#### EXTRAIT
Selon Olivier Klunge, avocat, associé chez Bourgeois Avocats, spécialiste de l'immobilier titrisé, la Finma, dans le cas d'une fusion de fonds, a pour mission de protéger les investisseurs. Elle va donc devoir examiner leurs objections. Mais, au final, il estime peu probable qu'elle se déjuge (en effet, si UBS a pu officiellement annoncer la fusion de ses trois fonds pour le 30 juin, elle ne l'a probablement pas fait sans l'accord de la Finma).
8. Combien de temps ça va prendre?
S'il est probable, pour tous les experts interrogés, que la Finma autorise la fusion des trois fonds UBS, le traitement des objections pourrait néanmoins prendre plusieurs mois. Combien ? Impossible de le savoir, la Finma restant la maîtresse des horloges, et n'étant pas réputée pour la transparence de sa communication dans ce genre de cas.

#### INFORMATIONS EXTRAITES
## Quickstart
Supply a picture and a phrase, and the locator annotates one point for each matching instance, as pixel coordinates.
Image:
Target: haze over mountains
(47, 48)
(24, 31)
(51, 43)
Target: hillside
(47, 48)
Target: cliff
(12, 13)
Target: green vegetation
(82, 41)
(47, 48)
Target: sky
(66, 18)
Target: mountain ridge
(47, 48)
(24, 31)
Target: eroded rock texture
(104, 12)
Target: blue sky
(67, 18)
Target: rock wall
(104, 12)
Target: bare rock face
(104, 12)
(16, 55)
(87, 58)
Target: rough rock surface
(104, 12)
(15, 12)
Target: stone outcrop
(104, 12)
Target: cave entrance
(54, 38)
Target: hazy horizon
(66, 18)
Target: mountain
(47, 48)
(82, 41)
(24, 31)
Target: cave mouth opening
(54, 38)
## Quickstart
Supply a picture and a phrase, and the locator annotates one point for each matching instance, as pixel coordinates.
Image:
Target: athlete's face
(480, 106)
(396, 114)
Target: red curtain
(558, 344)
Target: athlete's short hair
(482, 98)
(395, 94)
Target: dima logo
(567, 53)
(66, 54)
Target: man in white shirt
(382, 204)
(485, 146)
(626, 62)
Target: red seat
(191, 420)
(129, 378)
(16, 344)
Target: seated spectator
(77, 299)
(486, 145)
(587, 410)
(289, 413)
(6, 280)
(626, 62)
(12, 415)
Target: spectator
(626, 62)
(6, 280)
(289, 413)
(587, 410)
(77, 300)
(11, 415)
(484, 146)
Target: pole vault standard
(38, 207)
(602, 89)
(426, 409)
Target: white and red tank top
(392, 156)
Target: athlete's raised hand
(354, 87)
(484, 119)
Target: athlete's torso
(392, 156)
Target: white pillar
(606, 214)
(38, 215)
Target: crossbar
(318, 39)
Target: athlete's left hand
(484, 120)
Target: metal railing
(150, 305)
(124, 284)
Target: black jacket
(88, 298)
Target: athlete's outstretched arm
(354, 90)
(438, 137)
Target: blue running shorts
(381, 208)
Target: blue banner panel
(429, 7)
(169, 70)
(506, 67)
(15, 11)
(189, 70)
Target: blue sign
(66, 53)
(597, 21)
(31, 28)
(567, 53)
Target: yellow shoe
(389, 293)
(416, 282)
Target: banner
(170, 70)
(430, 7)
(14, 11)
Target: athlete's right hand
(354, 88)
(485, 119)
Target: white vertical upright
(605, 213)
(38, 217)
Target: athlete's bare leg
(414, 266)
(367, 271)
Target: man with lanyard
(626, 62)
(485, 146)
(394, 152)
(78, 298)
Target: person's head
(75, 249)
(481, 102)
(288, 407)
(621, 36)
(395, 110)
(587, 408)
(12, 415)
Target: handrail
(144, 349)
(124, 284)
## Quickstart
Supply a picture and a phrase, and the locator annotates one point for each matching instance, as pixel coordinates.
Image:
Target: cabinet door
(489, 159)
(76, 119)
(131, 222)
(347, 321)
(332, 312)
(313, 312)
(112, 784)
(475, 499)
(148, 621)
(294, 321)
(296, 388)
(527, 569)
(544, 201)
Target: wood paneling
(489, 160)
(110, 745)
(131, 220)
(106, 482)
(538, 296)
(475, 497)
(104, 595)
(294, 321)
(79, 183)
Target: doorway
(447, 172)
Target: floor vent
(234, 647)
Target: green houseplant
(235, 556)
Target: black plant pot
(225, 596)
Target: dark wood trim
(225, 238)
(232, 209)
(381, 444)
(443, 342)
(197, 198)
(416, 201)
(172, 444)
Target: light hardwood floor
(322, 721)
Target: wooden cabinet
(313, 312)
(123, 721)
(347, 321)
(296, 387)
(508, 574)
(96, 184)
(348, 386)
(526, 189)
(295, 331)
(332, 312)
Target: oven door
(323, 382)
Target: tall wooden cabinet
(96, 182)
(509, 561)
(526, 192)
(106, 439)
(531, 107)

#### TÂCHE À RÉALISER
Pouvez-vous recopier l'extrait sur la fusion des fonds UBS en entier, sans y changer un seul mot ? Les lignes ne jouent aucun rôle dans ce travail.

#### RÉPONSE RÉDIGÉE
Selon Olivier Klunge, avocat, associé chez Bourgeois Avocats, spécialiste de l'immobilier titrisé, la Finma, dans le cas d'une fusion de fonds, a pour mission de protéger les investisseurs. Elle va donc devoir examiner leurs objections. Mais, au final, il estime peu probable qu'elle se déjuge (en effet, si UBS a pu officiellement annoncer la fusion de ses trois fonds pour le 30 juin, elle ne l'a probablement pas fait sans l'accord de la Finma).
8. Combien de temps ça va prendre?
S'il est probable, pour tous les experts interrogés, que la Finma autorise la fusion des trois fonds UBS, le traitement des objections pourrait néanmoins prendre plusieurs mois. Combien ? Impossible de le savoir, la Finma restant la maîtresse des horloges, et n'étant pas réputée pour la transparence de sa communication dans ce genre de cas.